Acredito, querido, que cumpriste bem tua missão, pois o que fizeste senão amar?

sexta-feira, 25 de outubro de 2024

Caminhada pelo melhor bairro de Brasília

Ray Cunha observa o mundo na janela do seu quarto

RAY CUNHA 

BRASÍLIA, 25 DE OUTUBRO DE 2024 – Criado em 10 de julho de 1989, o Sudoeste é parte de um projeto idealizado pelo urbanista Lúcio Costa, que o chamou de Brasília Revisitada. Em 1993, surgiram os primeiros prédios residenciais e comerciais. Separado do Parque da Cidade pela Estrada Parque Indústrias Gráficas (Epig), ao sul, ao norte fica a via Eixo Monumental, a fuselagem do avião de Oscar Niemeyer, ou Plano Piloto, centro de Brasília, que é a mesma coisa que Distrito Federal. Ao leste, o bairro faz divisa com o Setor de Indústrias Gráficas (SIG), e a oeste ficam os bairros do Cruzeiro Velho, Cruzeiro Novo e Octogonal. Em 2018, o Sudoeste já era um dos metros quadrados mais caros do país. 

Comecei a frequentar o bairro na virada do século. Havia um restaurante paraense na Quadra 302 e eu, minha esposa, Josiane, e minha princesinha, Iasmim, íamos lá comer unha de caranguejo, vatapá e maniçoba, e tomar tacacá. Depois, a Associação da Seicho-No-Ie local saiu do Cruzeiro e passou a funcionar na Quadra 103 do Sudoeste.

§ **TAREFAS DO EXERCÍCIO**
**1)** Reescreva a parte do trecho do documento entre "Caminhada pelo melhor" e "caros do país.", inclusive, trocando "Sudoeste" por "Noroeste".
**2)** Segundo o trecho do documento, em que ano surgiram os primeiros prédios residenciais e comerciais do Sudoeste?

§ **MATERIAL DE DADOS**
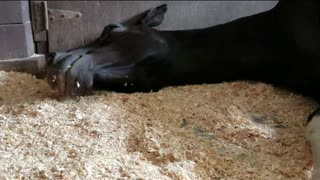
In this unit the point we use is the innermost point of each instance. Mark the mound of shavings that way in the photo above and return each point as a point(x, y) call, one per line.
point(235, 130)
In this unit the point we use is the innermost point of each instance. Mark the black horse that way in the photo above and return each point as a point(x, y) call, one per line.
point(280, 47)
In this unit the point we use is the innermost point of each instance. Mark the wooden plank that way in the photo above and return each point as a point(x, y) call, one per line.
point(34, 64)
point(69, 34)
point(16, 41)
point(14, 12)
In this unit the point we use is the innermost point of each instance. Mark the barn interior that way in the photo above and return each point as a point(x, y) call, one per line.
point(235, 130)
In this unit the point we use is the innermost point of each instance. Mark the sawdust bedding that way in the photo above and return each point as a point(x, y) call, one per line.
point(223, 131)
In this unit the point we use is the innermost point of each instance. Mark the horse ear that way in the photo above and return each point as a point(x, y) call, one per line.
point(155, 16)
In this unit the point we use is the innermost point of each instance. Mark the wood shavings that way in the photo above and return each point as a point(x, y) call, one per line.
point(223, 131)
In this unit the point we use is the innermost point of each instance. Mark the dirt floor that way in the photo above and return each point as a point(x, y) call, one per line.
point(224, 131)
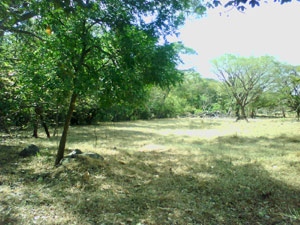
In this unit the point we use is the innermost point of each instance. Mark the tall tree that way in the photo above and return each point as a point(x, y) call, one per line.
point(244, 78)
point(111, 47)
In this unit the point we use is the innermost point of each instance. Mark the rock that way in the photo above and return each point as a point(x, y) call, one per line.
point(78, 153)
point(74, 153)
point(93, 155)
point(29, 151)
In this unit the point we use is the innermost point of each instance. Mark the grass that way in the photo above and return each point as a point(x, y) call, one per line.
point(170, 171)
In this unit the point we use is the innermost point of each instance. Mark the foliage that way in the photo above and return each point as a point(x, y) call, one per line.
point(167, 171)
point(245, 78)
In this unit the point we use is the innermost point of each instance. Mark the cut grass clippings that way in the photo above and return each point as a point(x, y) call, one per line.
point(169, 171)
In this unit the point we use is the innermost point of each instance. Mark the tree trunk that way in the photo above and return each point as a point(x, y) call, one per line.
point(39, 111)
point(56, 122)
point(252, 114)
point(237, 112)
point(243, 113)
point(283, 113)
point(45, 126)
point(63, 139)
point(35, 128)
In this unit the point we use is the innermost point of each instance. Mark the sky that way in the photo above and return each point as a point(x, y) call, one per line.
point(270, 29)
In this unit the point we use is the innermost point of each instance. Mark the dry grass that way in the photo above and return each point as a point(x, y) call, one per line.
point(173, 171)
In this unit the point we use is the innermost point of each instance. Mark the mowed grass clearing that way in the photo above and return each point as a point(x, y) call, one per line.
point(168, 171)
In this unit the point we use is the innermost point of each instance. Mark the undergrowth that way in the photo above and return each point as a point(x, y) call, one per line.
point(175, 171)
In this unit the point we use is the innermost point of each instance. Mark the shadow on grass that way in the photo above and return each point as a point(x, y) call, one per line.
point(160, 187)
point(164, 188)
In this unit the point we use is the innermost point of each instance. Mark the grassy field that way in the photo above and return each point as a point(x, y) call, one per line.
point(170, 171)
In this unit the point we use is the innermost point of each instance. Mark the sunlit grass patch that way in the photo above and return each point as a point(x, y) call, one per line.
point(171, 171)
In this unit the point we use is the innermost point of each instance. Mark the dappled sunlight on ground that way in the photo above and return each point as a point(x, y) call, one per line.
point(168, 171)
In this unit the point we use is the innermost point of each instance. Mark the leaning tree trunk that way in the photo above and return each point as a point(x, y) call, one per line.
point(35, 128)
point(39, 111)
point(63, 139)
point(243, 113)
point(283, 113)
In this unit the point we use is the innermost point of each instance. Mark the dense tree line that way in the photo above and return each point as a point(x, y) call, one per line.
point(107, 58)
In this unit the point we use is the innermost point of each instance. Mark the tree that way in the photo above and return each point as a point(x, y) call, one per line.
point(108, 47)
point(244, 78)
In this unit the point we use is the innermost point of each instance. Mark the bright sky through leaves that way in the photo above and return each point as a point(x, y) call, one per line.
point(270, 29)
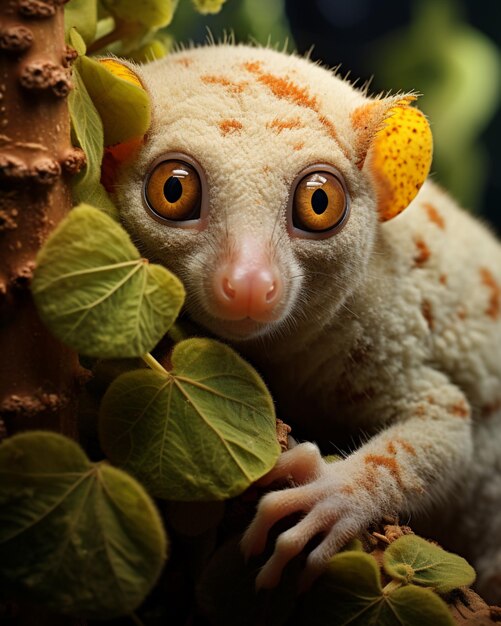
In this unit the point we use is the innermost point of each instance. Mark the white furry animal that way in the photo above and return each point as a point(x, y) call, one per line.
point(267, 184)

--

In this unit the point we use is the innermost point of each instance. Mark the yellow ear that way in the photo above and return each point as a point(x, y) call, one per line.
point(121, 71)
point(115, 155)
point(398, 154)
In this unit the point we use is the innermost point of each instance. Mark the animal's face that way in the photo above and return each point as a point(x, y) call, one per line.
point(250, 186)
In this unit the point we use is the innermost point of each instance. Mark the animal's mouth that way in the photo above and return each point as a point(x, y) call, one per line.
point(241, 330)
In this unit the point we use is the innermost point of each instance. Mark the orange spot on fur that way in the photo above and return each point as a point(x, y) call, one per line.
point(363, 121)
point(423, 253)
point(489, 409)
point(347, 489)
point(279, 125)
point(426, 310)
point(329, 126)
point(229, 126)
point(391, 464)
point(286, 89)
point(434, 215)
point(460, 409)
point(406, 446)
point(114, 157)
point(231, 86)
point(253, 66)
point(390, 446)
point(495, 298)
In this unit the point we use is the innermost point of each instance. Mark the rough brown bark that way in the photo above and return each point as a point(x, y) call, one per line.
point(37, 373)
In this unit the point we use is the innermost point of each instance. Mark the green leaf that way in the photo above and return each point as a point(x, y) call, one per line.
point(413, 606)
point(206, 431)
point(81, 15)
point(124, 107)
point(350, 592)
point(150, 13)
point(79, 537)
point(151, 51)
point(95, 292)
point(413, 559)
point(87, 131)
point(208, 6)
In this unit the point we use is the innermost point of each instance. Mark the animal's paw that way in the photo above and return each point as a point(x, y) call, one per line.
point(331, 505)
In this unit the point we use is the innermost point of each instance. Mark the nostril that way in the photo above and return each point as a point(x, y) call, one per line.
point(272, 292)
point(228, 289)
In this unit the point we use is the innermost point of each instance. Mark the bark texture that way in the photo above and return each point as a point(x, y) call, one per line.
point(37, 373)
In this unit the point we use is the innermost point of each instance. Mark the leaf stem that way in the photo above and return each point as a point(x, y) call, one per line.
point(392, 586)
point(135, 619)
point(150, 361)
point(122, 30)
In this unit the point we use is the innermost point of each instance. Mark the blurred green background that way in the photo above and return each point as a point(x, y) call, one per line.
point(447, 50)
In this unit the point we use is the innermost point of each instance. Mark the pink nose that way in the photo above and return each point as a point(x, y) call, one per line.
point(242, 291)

§ **EXERCÍCIO RESOLVIDO**
**1)**
Caminhada pelo melhor bairro de Brasília

Ray Cunha observa o mundo na janela do seu quarto

RAY CUNHA 

BRASÍLIA, 25 DE OUTUBRO DE 2024 – Criado em 10 de julho de 1989, o Noroeste é parte de um projeto idealizado pelo urbanista Lúcio Costa, que o chamou de Brasília Revisitada. Em 1993, surgiram os primeiros prédios residenciais e comerciais. Separado do Parque da Cidade pela Estrada Parque Indústrias Gráficas (Epig), ao sul, ao norte fica a via Eixo Monumental, a fuselagem do avião de Oscar Niemeyer, ou Plano Piloto, centro de Brasília, que é a mesma coisa que Distrito Federal. Ao leste, o bairro faz divisa com o Setor de Indústrias Gráficas (SIG), e a oeste ficam os bairros do Cruzeiro Velho, Cruzeiro Novo e Octogonal. Em 2018, o Noroeste já era um dos metros quadrados mais caros do país.

**2)** Em 1993.